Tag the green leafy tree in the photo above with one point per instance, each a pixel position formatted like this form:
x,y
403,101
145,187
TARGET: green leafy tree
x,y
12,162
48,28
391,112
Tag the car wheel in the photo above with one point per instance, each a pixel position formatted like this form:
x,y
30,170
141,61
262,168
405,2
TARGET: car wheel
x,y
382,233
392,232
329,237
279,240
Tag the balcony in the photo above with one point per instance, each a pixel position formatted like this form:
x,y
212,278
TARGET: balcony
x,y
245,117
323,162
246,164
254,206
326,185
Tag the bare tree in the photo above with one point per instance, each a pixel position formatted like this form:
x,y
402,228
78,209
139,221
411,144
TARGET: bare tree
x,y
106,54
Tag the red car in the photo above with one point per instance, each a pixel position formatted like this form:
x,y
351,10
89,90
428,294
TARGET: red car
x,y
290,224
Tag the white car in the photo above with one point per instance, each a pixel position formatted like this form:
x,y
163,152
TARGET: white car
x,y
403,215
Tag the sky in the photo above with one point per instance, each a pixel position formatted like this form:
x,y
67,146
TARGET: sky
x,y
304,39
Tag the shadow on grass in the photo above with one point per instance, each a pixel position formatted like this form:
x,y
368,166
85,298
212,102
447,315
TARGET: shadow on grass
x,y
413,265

* * *

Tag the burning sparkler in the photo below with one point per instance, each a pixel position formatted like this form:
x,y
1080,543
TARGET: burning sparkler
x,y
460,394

#### [What the exercise asks]
Filter the entries above down to every line that contains the word "balcony", and copy each of those lines unchanged.

#### [Exercise output]
Tag the balcony in the photo above with one point per instance, each a pixel position formatted like this form:
TARGET: balcony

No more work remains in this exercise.